━━━ SUPPLIED TEXT

Companies entering developing markets need salespeople willing to embrace local customs, withhold judgment about customer behavior
Companies entering developing markets need salespeople with technical skills and business savvy. But they also need adventure seekers willing to embrace local customs, withhold judgment about customer behavior, and celebrate failure. Regardless of their education or experience, salespeople without these cultural skills will stumble when they hit the ground in rugged markets such as Brazil, Russia, India or China. So here is a quick guide for assembling your next global sales team and laying the groundwork for long-term success in any unfamiliar market.
Go local
Some high-potential managers endure overseas assignments merely as a way to pad their resumes and boost their careers. They bide their time abroad at Western brand hotels, eating familiar food and venturing out as little as possible. Keep these people off your team.
What you need instead are open-minded cultural explorers with passion for diversity. Whether these people are expatriates or locals, the important thing is their flexibility and willingness to “go local.”
Sales teams earn credibility when they stay in local hotels, eat local food, celebrate local customs and learn the local language. This sends a message to customers that you care about their needs and plan to stay long term.
I learned this lesson early in my career as a salesman in India. Although from Chennai, the gateway to South India, I had to step out of my comfort zone and learn a new culture when I moved north. Many of my prospective clients did not speak English, and my native Tamil created barriers. So I had to learn Hindi. I also learned to sit with distributors for hours and drink tea before talking business.

━━━━━━
━━━ EXTRACTED RECORDS

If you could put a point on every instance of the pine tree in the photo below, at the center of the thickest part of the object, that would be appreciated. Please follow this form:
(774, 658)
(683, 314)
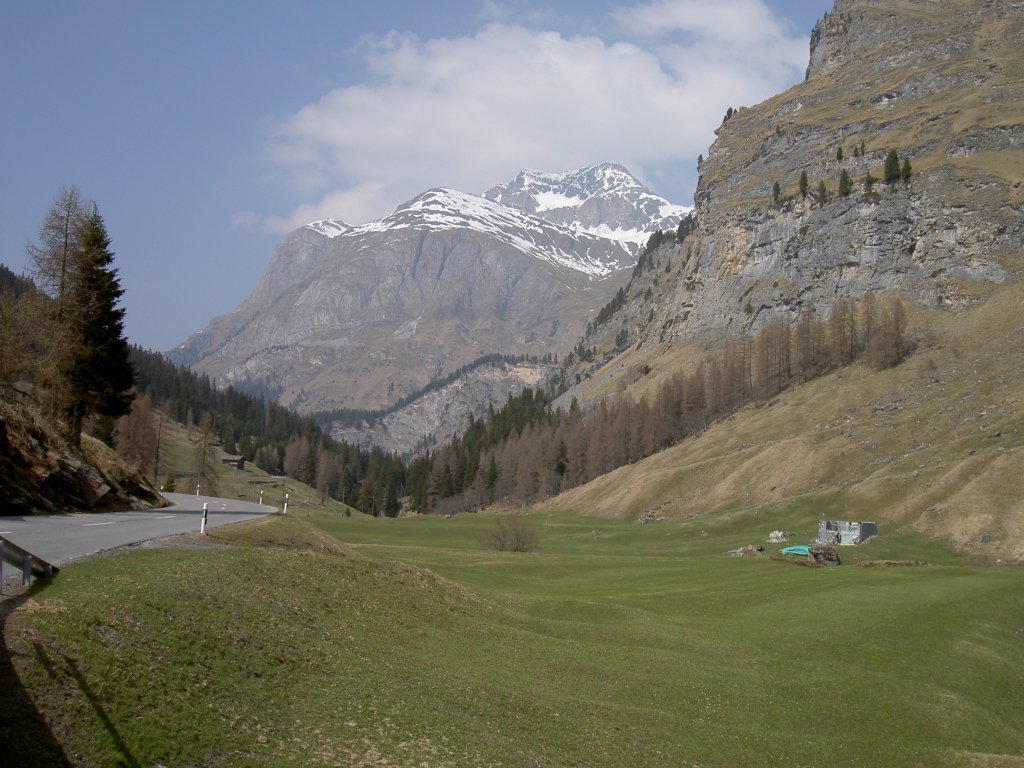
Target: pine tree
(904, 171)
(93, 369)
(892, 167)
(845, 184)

━━━━━━
━━━ EXTRACTED RECORDS

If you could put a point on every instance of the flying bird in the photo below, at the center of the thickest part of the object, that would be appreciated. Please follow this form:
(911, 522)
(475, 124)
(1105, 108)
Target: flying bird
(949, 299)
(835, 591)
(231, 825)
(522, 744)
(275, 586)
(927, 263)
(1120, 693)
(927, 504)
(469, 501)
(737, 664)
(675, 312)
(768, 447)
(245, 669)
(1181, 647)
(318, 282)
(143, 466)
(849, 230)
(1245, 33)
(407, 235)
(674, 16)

━━━━━━
━━━ EXTRACTED RECORDS

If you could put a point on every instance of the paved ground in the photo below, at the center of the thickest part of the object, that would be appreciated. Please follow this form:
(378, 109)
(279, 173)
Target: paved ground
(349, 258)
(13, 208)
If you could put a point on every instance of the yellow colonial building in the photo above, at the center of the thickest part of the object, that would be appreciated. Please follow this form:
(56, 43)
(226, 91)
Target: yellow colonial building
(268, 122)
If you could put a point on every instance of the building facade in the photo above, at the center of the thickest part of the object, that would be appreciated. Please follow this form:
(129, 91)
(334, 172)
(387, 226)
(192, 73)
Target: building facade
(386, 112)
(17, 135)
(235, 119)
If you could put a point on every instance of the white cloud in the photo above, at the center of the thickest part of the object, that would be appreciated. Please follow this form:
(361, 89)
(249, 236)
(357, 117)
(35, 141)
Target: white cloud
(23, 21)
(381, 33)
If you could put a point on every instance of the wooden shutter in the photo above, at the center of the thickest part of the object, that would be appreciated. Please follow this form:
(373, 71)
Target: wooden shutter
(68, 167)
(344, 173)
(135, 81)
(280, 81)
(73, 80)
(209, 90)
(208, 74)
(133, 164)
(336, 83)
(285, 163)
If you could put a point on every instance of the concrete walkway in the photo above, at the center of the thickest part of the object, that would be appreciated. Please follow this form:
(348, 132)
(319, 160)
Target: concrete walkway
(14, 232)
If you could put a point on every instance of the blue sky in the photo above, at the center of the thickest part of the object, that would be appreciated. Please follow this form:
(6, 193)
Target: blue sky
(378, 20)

━━━━━━

## PROBLEM SET
A - In the article on building sales teams for developing markets, rewrite the paragraph beginning "I learned this lesson early in my career" as a short bulleted list that keeps its main facts.
B - Carry on the article about building sales teams for developing markets, writing on from its final sentence.

## TASK RESPONSES
A -
- I learned this lesson early, as a salesman in India.
- I am from Chennai, the gateway to South India, but moving north meant leaving my comfort zone and learning a new culture.
- Many prospective clients did not speak English, and my native Tamil created barriers, so I learned Hindi.
- I also learned to sit with distributors for hours and drink tea before talking business.

B -
Some mistakenly view India as a single market. But concepts of time, trust and etiquette vary from places to place. The same is true within Brazil, Russia, China and most other markets.
One size does not fit all. Successful sales teams embed themselves in each community where they operate and learn the local values.
At the most local level, they cater to individuals. They understand that one-on-one relationships drive business, especially in emerging markets. They know if they focus on people, results will follow.
Withhold judgment
Another key is to withhold judgment. Strategies that work in one part of the world do not always translate to other markets. Before your sales team rushes in, take time to listen and observe.
Walk with local guides to the places where people shop. Talk to dealers, ask questions, take notes and — perhaps most importantly — keep an open mind. What you learn might surprise you.
Gillette observed special infrastructure challenges when the company introduced its personal care products to India in the 1980s. Instead of big-box retailers, Gillette found small stores looking for razors they could sell one-by-one in pedestrian malls unreachable by delivery trucks. To penetrate the market, Gillette had to adjust its packaging methods and then figure out new distribution systems to overcome the infrastructure challenges.
Sales teams must go where their customers operate, observe local conditions, and then respond to their needs. This is your real on-the-job training.
Celebrate failure
Your team will make mistakes as you go through this market immersion process. Instead of downplaying these blunders, a better approach is to celebrate failure.
This does not mean making excuses or repeating the same errors. The proper way to celebrate failure is to analyze what went wrong, look for explanations and make corrections.
To do this, sales teams need freedom to experiment and support at the highest levels of management. Leaders must understand that many investments take longer to develop in emerging markets, where conditions are harder to control and less stable.
Companies that empower their sales teams to fail in these environments come out ahead in the long run. Learning becomes an investment that pays off.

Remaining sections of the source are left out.